• Given exercise:
Could you rewrite the lines below as a JSON list of strings, one string per line, leaving out the blank lines?

• Provided material:
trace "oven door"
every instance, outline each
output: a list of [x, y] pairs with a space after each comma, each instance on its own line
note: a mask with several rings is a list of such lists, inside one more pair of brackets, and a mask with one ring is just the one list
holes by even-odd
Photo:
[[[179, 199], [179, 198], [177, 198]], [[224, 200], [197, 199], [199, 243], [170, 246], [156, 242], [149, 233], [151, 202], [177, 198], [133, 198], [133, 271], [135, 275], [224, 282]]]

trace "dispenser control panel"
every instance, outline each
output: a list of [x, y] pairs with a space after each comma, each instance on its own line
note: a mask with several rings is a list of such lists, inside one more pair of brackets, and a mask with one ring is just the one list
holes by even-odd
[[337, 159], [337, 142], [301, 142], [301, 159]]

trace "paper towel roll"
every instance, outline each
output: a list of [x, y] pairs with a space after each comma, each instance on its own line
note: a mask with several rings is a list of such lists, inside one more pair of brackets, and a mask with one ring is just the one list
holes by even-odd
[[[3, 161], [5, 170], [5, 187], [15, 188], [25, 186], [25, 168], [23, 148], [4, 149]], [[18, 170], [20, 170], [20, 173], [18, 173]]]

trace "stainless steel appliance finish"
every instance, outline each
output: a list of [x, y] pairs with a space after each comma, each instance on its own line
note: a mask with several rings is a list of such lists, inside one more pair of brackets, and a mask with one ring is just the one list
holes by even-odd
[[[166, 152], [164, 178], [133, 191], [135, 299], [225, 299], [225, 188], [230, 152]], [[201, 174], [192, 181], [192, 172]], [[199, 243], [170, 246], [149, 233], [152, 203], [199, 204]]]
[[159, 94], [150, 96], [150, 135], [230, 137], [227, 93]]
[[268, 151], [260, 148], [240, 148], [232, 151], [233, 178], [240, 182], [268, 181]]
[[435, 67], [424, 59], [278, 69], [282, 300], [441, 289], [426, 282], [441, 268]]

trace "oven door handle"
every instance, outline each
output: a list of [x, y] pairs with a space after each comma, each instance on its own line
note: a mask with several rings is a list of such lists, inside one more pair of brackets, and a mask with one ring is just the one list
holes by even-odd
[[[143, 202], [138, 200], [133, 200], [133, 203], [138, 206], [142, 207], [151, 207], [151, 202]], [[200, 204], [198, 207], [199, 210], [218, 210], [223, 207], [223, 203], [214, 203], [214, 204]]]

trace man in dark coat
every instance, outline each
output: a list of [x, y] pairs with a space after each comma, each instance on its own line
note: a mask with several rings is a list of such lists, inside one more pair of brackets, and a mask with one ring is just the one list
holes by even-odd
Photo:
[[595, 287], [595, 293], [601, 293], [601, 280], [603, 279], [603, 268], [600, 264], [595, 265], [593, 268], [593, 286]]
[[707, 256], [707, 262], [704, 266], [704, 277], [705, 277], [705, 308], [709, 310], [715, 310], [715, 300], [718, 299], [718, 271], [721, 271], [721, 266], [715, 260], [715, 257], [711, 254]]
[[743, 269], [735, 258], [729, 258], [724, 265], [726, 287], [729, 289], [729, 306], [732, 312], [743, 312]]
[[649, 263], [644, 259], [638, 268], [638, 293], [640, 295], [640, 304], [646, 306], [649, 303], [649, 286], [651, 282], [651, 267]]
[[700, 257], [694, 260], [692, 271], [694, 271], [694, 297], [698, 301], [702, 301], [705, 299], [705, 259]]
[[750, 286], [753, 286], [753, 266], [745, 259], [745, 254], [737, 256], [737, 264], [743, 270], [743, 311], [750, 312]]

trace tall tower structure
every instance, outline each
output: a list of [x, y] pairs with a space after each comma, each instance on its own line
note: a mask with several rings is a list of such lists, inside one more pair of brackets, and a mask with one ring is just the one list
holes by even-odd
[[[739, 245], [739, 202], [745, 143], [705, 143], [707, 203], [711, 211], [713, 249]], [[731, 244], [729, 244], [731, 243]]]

• Completed exercise:
[
  "trace \"oven door\"",
  "every instance, outline each",
  "output: a list of [x, y] pairs with a space after each comma, each instance on its own line",
  "note: a mask with several rings is a list of such lists, inside one more pair of brackets, and a mask with one ring is just the one list",
  "holes by even-odd",
  "Photo:",
  "[[[179, 199], [179, 198], [177, 198]], [[224, 200], [197, 199], [199, 243], [170, 246], [156, 242], [149, 233], [151, 202], [177, 198], [133, 198], [133, 271], [135, 275], [224, 282]]]",
  "trace \"dispenser control panel\"",
  "every instance, outline each",
  "output: a list of [x, y] pairs with a space after each comma, each instance on its own line",
  "note: a mask with several rings is a list of such lists, inside one more pair of brackets, and a mask with one ring is just the one list",
  "holes by even-odd",
  "[[337, 159], [337, 142], [301, 142], [301, 159]]",
  "trace \"paper towel roll\"",
  "every instance, outline each",
  "output: a list of [x, y] pairs with a space after each comma, each instance on its own line",
  "note: a mask with several rings is a list of such lists, inside one more pair of brackets, and a mask with one ring is just the one list",
  "holes by even-odd",
  "[[[3, 161], [5, 170], [5, 187], [15, 188], [25, 186], [25, 168], [23, 148], [4, 149]], [[18, 170], [20, 170], [20, 173], [18, 173]]]",
  "trace \"stainless steel appliance finish\"",
  "every instance, outline each",
  "output: a list of [x, y] pairs with a space after each comma, each instance on its own line",
  "note: a mask with several rings is a list of such lists, inside one more pair of brackets, and a mask with one ring is just the one list",
  "holes by even-odd",
  "[[[166, 152], [164, 178], [133, 191], [135, 299], [225, 299], [225, 188], [230, 152]], [[201, 174], [192, 181], [192, 172]], [[199, 243], [170, 246], [149, 233], [152, 203], [199, 204]]]",
  "[[159, 94], [150, 96], [150, 135], [230, 137], [227, 93]]",
  "[[268, 151], [260, 148], [240, 148], [232, 151], [233, 178], [240, 182], [268, 181]]",
  "[[435, 67], [424, 59], [278, 69], [282, 300], [441, 289], [426, 282], [441, 268]]",
  "trace \"oven door handle\"",
  "every instance, outline each",
  "output: a list of [x, y] pairs with a space after each comma, each instance on its own line",
  "note: a mask with several rings is a list of such lists, inside one more pair of brackets, and a mask with one ring is just the one list",
  "holes by even-odd",
  "[[[143, 202], [138, 200], [133, 200], [133, 203], [138, 206], [142, 207], [151, 207], [151, 202]], [[200, 204], [198, 207], [199, 210], [218, 210], [223, 207], [223, 203], [214, 203], [214, 204]]]",
  "trace man in dark coat",
  "every instance, outline each",
  "output: a list of [x, y] pairs with a space after each comma, each instance on its own line",
  "note: a mask with several rings is a list of such lists, inside one more pair of brackets, and a mask with one ring is just the one list",
  "holes by even-odd",
  "Photo:",
  "[[595, 287], [595, 293], [601, 293], [601, 280], [603, 279], [603, 268], [600, 264], [595, 265], [593, 268], [593, 286]]",
  "[[707, 256], [707, 262], [704, 266], [704, 277], [705, 277], [705, 308], [709, 310], [715, 310], [715, 300], [718, 299], [718, 271], [721, 271], [721, 266], [715, 260], [715, 257], [711, 254]]",
  "[[743, 269], [735, 258], [729, 258], [724, 265], [726, 287], [729, 289], [729, 306], [732, 312], [743, 312]]",
  "[[649, 263], [644, 259], [638, 268], [638, 293], [640, 295], [640, 304], [646, 306], [649, 303], [649, 286], [651, 282], [651, 267]]",
  "[[700, 257], [694, 260], [692, 271], [694, 271], [694, 297], [698, 301], [702, 301], [705, 299], [705, 259]]",
  "[[750, 286], [753, 286], [753, 266], [745, 259], [745, 254], [737, 256], [737, 264], [743, 270], [743, 311], [750, 312]]",
  "trace tall tower structure",
  "every instance, outline each",
  "output: a list of [x, y] pairs with a space after each comma, each instance on its own line",
  "note: a mask with several rings is a list of such lists, inside one more pair of brackets, and a mask with one ring is just the one list",
  "holes by even-odd",
  "[[[739, 245], [739, 202], [745, 143], [705, 143], [707, 203], [711, 211], [713, 249]], [[731, 244], [729, 244], [731, 243]]]"
]